Entries taken from a collection:
— start —

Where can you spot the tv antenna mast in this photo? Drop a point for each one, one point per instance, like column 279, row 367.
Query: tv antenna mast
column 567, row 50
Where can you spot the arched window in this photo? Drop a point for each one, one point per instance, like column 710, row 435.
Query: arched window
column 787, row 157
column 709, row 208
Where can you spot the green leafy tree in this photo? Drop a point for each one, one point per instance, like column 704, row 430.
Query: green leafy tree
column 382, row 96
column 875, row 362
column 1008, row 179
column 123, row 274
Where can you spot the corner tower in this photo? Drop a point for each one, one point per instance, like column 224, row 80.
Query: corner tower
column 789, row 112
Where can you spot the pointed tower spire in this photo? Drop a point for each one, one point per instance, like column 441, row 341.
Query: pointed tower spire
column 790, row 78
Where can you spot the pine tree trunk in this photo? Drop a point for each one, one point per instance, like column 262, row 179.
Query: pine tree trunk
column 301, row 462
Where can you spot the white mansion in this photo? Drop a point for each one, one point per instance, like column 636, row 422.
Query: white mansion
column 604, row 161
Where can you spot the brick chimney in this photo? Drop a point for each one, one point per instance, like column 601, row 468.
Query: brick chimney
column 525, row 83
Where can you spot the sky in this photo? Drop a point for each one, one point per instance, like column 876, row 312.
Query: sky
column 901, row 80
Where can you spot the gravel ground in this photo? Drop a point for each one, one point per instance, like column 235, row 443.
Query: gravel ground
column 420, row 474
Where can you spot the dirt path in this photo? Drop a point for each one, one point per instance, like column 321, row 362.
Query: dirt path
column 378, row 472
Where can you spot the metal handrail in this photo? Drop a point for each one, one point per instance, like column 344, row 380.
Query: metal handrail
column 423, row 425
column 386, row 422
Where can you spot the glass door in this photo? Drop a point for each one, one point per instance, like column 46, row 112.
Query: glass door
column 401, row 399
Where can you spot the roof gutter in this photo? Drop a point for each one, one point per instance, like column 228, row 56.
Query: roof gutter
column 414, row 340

— end —

Rewrite every line of the items above as a numbered list, omitting any blank lines.

1. Where can you spot the tv antenna mast in this photo? Drop a point for each one, one point per instance, like column 279, row 367.
2. Query: tv antenna mast
3. column 567, row 50
4. Where can you spot the arched window in this photo? Drop a point for each one, one point per instance, like column 710, row 435.
5. Query: arched window
6. column 787, row 157
7. column 709, row 208
8. Where can you spot the green leafy tree in this photo? Drop a point for each one, one point per instance, like column 704, row 430.
9. Query: green leafy tree
10. column 382, row 96
11. column 875, row 362
12. column 1008, row 179
13. column 123, row 274
14. Where can you spot the corner tower in this photo? Drop a point for each one, one point per instance, like column 224, row 80.
15. Query: corner tower
16. column 789, row 112
17. Where can you spot the pointed tower spire in this photo? Drop a point for each one, one point per instance, like column 441, row 341.
18. Query: pointed tower spire
19. column 790, row 78
20. Where can you spot the pine tree trunk in this photo? Drop a point for each one, one point per instance, like column 262, row 179.
21. Query: pine tree trunk
22. column 301, row 462
23. Where can you spot the white mansion in this photo? Drop a point for each one, one point per instance, like column 636, row 422.
24. Query: white mansion
25. column 604, row 161
26. Where can you spot the brick chimney in this photo? Drop a point for each one, one point per instance, like column 601, row 468.
27. Query: brick chimney
28. column 525, row 83
29. Where can you spot the sky in this photo? Drop a point for each one, one point per instance, like column 876, row 312.
30. Query: sky
31. column 901, row 80
32. Where can you spot the gravel ground in this photo? Drop a point for each one, one point per instance, like column 235, row 443.
33. Query: gravel ground
34. column 420, row 474
35. Where can you spot the dirt path in this photo? Drop a point for each one, one point per instance, like column 321, row 362.
36. Query: dirt path
37. column 378, row 472
38. Where can you spot the metal handrail in this photo? Drop a point for each one, one point per instance, like column 344, row 380.
39. Query: metal handrail
40. column 423, row 425
41. column 386, row 422
42. Where can you spot the glass door in this photo? Drop a point for each one, one point per instance, like column 46, row 112.
43. Query: glass door
44. column 401, row 399
45. Where can you spot the roof gutter in this photo? Drop a point for each one, one point per instance, like column 228, row 56.
46. Query: roof gutter
47. column 414, row 340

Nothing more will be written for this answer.